- [Excerpt]:
^^^^^^^^^^^^^^^^

Letters to the editor may be sent via email to cujed@mfi.com, or via the postal service to Letters to the Editor, C/C++ Users Journal, 1601 W. 23rd St., Ste 200, Lawrence, KS 66046-2700.
Dear CUJ,
I was disconcerted with reading Lukas Knutsson's article on generated optimized GIFs from DIBs (December 1998) and seeing no mention of the legal issues surrounding GIF.
Unisys holds a patent on the LZW algorithm, and use of this algorithm requires a license from Unisys. From Unisys' own documents at http://corp2.unisys.com/LeadStory/lzwfaq.html, it appears that even using software for personal use is infringing on the patent. Another analysis of this problem done by the Free Software Foundation can be found on the web at http://www.gnu.org/philosophy/gif.html.
Considering the amount of legal problems surrounding GIF, I was surprised that the format was even selected as the subject of the article. Most everything discussed in the article can just as easily apply to another, patent free, World Wide Web Consortium recommended, better-designed file format known as the Portable Network Graphics (PNG) format. More information can be found on the PNG Home Page at http://www.cdrom.com/pub/png/ and at W3C website at http://www.w3.org/Graphics/PNG/.
Thank you,
Mike Castle
Milwaukee, WisconsinYes, other methods exist for compressing images, but GIF is widely used and hence of widespread interest. I know that use of the GIF format is actively encumbered by patents, but I'm not worried that the Patent Police will roust our readers out of their dens for tinkering with the code. — pjp
Dear PJP,
In October's "We Have Mail," Kishore Meduri wrote a letter lamenting the lack of C++ updates to the switch statement. Since I assume that other readers may also share his view, I thought I'd try to show why I support your assertion that the C++ standards committee was wise to leave this statement alone.
Mr. Meduri expressed a desire for use of any data type (presumably with apppropriate comparison operators) to be used in a switch statement:
switch(str1) { case str2: // Do something... break; case str3: // Do something else... break; }rather than
if(str1 == str2) // Do Something... else if(str1 == str3) // Do something else...However, applying the limitations originally imposed on the case values in C which were brought forward to C++ (i.e., replacing the strings above with literals or constants), the second method does not necessarily generate the same code as the first! Modern compilers can take many liberties with these values to generate more efficient code. By looking at the resulting assembly code, it becomes immediately obvious that the compiler does not use this obvious, but inefficient method [if-else chains].

^^^^^^^^^^^^^^^^

- [Given information]:
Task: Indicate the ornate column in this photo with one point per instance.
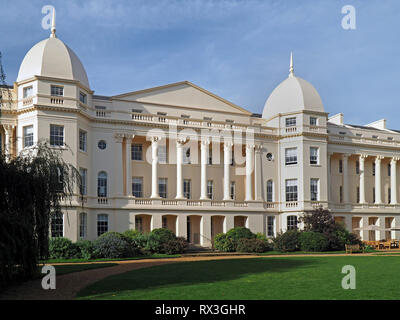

^^^^^^^^^^^^^^^^

- [The task]: Carry the letters to the editor forward from where they stop.

- [Answer]:
Since I'm not a compiler expert, and I didn't attempt to disassemble the code completely (besides, your compiler will handle things differently than mine), I can't tell you the specific methods employed. However, it's obvious that a compiler could use any of a huge variety of methods to reduce the number of actual comparisons. Whether that involves sequentially ordering the case values to divide and conquer, a hash table, or something completely different, the bottom line is that there is enough information at compile time for the compiler to take such liberties.
Run-time comparisons obviously do not afford this luxury, so the compiler has no choice but to generate the most inefficient code possible. In fact, I would venture that the C++ standards committee discussed this and came to a similar conclusion as occurred to me: if there is any manner of making the switch more efficient at run time, only the programmer has this information. Therefore, by disallowing the use of the switch statement for such situations, the programmer is encouraged to use this information to the benefit of the program.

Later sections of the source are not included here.